* _WHAT YOU SHOULD DO_: Output all entries exactly as they appear and skip the pictures.

<<<<

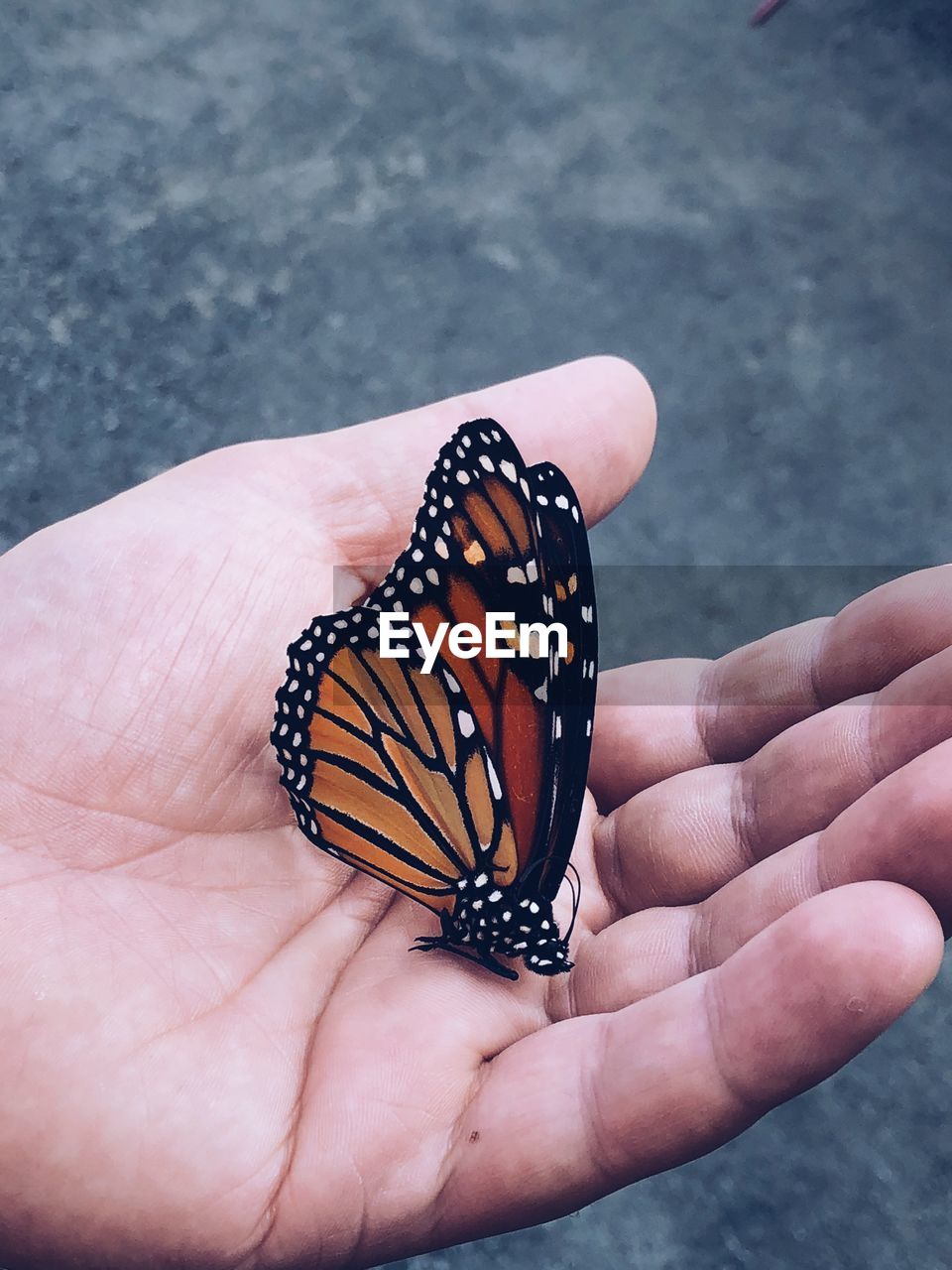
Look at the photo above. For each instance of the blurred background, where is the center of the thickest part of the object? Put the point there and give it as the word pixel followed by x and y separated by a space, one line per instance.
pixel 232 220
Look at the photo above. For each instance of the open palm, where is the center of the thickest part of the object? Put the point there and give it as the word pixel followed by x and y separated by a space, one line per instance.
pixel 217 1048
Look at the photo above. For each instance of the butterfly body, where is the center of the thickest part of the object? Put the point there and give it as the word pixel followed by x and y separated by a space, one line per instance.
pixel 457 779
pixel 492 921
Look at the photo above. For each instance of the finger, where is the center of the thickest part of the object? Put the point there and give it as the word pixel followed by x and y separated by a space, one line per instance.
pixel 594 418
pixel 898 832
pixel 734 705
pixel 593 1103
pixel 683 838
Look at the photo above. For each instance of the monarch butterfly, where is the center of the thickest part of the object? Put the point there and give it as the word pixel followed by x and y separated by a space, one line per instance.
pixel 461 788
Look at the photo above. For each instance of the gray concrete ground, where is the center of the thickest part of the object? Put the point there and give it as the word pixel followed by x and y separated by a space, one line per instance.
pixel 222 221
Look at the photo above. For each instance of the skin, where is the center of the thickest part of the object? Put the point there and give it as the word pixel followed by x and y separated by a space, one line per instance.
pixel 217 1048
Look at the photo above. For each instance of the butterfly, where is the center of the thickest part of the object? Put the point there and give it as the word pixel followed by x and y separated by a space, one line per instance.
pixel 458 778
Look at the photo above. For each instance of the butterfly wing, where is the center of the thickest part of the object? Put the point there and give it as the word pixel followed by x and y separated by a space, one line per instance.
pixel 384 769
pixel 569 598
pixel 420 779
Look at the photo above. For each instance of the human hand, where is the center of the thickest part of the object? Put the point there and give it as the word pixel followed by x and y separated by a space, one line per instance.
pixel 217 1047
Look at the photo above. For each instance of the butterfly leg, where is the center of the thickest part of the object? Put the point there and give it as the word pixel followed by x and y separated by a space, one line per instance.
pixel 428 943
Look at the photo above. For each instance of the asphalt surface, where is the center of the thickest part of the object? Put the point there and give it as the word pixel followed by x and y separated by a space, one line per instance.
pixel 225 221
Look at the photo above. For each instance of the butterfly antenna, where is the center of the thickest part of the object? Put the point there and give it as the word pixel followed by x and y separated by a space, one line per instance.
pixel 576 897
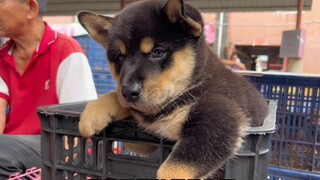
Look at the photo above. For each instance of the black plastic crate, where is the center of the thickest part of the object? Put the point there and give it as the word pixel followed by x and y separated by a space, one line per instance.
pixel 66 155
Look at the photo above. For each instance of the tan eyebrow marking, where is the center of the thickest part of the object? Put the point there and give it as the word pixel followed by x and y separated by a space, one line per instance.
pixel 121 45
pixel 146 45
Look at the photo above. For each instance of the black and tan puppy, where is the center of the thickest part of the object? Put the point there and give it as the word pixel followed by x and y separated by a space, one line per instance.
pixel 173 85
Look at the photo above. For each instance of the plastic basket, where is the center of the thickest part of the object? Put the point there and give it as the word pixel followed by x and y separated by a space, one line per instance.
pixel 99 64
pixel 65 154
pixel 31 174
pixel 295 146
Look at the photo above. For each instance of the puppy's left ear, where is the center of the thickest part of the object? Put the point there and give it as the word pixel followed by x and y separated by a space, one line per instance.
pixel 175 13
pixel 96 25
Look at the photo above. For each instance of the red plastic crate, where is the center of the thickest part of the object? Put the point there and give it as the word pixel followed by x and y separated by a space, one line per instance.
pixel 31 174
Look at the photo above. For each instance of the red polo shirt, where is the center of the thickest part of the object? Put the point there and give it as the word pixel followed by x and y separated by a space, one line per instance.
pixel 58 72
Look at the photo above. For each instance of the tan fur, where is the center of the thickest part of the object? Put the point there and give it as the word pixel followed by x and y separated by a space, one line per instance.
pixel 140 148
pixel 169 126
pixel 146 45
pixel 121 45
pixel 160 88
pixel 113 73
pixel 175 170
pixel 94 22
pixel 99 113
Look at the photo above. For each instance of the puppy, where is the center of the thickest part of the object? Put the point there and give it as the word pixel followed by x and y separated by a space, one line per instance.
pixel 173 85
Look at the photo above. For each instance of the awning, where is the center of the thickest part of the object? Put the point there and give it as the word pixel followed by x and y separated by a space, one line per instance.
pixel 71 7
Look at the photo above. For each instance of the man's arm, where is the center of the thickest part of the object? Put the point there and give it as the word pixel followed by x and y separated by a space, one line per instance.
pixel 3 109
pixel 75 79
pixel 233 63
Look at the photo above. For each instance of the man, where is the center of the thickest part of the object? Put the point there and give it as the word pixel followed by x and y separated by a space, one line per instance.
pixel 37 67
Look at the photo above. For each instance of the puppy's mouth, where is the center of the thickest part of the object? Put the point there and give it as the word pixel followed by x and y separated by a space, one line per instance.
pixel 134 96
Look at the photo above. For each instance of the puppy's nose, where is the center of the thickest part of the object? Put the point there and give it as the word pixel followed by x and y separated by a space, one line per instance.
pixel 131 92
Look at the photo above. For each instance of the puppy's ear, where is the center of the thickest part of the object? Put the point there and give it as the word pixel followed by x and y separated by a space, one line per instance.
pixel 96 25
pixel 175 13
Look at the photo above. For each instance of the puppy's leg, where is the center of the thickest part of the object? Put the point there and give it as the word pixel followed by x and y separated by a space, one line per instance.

>>>>

* _SOLUTION TO THIS TASK_:
Look at the photo above. For each instance of the blurred background, where is the center of the thickest part of the object? Put the point there and give it as the word pixel followed by x and y separated by a space, one line per instance.
pixel 232 220
Look at the photo above. For each instance of the open palm, where is the center of the thickest part of the object? Put the point there and give it as the word pixel followed by x and y separated by a space, one line per instance.
pixel 217 1048
Look at the photo above. For each instance of the butterfly body, where is the center of the thickest part of the object? Put the point there and give it as the word pixel followed by x and y separated by a space, one line per instance.
pixel 457 779
pixel 492 921
Look at the photo above. For each instance of the finger, where is the center of the thickest part of the object? Put the point there and give it as the word pixel followed by x and y separated by a space, one line per instance.
pixel 594 418
pixel 898 832
pixel 734 705
pixel 593 1103
pixel 683 838
Look at the photo above. For each instance of the monarch butterfly, where is the center of the thickest part of the object? Put the point there and give it as the word pixel followed by x and y separated by a space, one line per instance.
pixel 461 788
Look at the photo above. For each instance of the gray concrete ground, where is the center of the thickest part of the object? Put the point there and give it as the word pixel followed by x and y separated by a space, one line per instance.
pixel 222 221
Look at the photo above. For each instance of the skin, where is the center of the thickest part of the object? Put the point there and give it as the word pixel followed by x and y separated by a space, one line per instance.
pixel 217 1048
Look at the photo above. For each instance of the butterfly, where is the center of the thickest part of the object? Put the point there and give it as the word pixel followed by x and y separated by a space, one line per instance.
pixel 458 778
Look at the photo above. For each instance of the butterfly wing, where is the center of the thickest part of the object? Put the point there and give it as the word pixel followed by x and y separated by a space, one line per instance.
pixel 384 769
pixel 569 598
pixel 420 779
Look at the photo above. For each instance of the human hand, where is the center of the thickest part of the object? Put the point there and give it as the word pixel followed by x and y separated by a space, one line per instance.
pixel 217 1047
Look at the photo above. For each instance of the butterfly leg, where is the center of the thickest part of the object? Put the point there and give it as the word pixel followed by x and y separated by a space, one line per instance.
pixel 428 943
Look at the photo above. For each instance of the asphalt surface, where is the center of the thickest part of the object? Put the point there and give it as the word pixel followed by x and y separated by a space, one line per instance.
pixel 225 221
Look at the photo above. For each instance of the butterfly antenna, where is the center of the thickest part of the object? Put the point there and give it as the word pixel followed by x and y separated by a space, one line per instance.
pixel 576 897
Look at the photo above. For each instance of the black plastic crate, where is the center of the thickest part of the object? Put the point there and give it as the word pixel followed by x and y separated by a space, one line per instance.
pixel 66 155
Look at the photo above. For each instance of the tan eyebrow marking, where is the center of the thickest part of the object? Put the point there and give it as the word pixel followed by x and y separated by a space, one line per instance.
pixel 121 45
pixel 146 45
Look at the photo above. For each instance of the black and tan puppy, where is the center of the thickest part of the object? Put the point there and give it as the word pixel followed by x and y separated by a space, one line per instance.
pixel 173 85
Look at the photo above. For each instance of the plastic basket, where is the center of the thickest part of the object? Put the point there and give it as the word pixel followed by x and y separated by a space, one line per instance.
pixel 99 64
pixel 65 154
pixel 31 174
pixel 295 146
Look at the photo above. For each instance of the puppy's left ear, where is the center of the thickest part of the object? Put the point there and give it as the word pixel followed by x and y separated by a space, one line per instance.
pixel 175 13
pixel 96 25
Look at the photo above. For each instance of the red plastic crate, where is the center of the thickest part of the object? Put the point there and give it as the word pixel followed by x and y separated by a space, one line per instance.
pixel 31 174
Look at the photo above. For each instance of the red polo shirt, where is the center of the thickest part of the object? Put the point there and give it as the word pixel followed by x and y separated by a space, one line per instance.
pixel 58 72
Look at the photo above. For each instance of the tan fur, where is the center of the thickest part of the object? Put the point there and give it as the word pixel followed by x and y separated by a space, one line per instance.
pixel 140 148
pixel 169 126
pixel 146 45
pixel 121 45
pixel 160 88
pixel 113 73
pixel 175 170
pixel 94 22
pixel 99 113
Look at the photo above. For each instance of the puppy, where is the center of the thickest part of the object? Put the point there and give it as the word pixel followed by x and y separated by a space, one line per instance.
pixel 173 85
Look at the photo above. For each instance of the awning, where is the center of the thickest part of the object? Put the point there and give it as the word pixel followed by x and y separated by a space, one line per instance.
pixel 71 7
Look at the photo above. For each instance of the man's arm, where is the center of the thickest part of the object? Put the point there and give it as the word pixel followed by x and y separated by a space, one line per instance.
pixel 3 109
pixel 75 79
pixel 233 63
Look at the photo above. For each instance of the man, where is the center of the thickest part of the object? Put the point there and give it as the word pixel followed by x and y separated by a space, one line per instance.
pixel 37 67
Look at the photo above. For each instance of the puppy's mouth, where is the center of the thickest part of the object? Put the point there and give it as the word pixel followed by x and y separated by a space, one line per instance.
pixel 134 96
Look at the photo above. For each instance of the puppy's nose, where is the center of the thickest part of the object? Put the point there and give it as the word pixel followed by x and y separated by a space, one line per instance.
pixel 131 92
Look at the photo above. For each instance of the puppy's ear, where is the center of the thickest part of the object? Put the point there and give it as the word pixel followed by x and y separated by a space, one line per instance.
pixel 96 25
pixel 175 13
Look at the photo above. For each instance of the puppy's leg, where is the center of the thickest part of the object? Put the point there and give it as the word pixel followed by x and y separated by a space, one line per instance.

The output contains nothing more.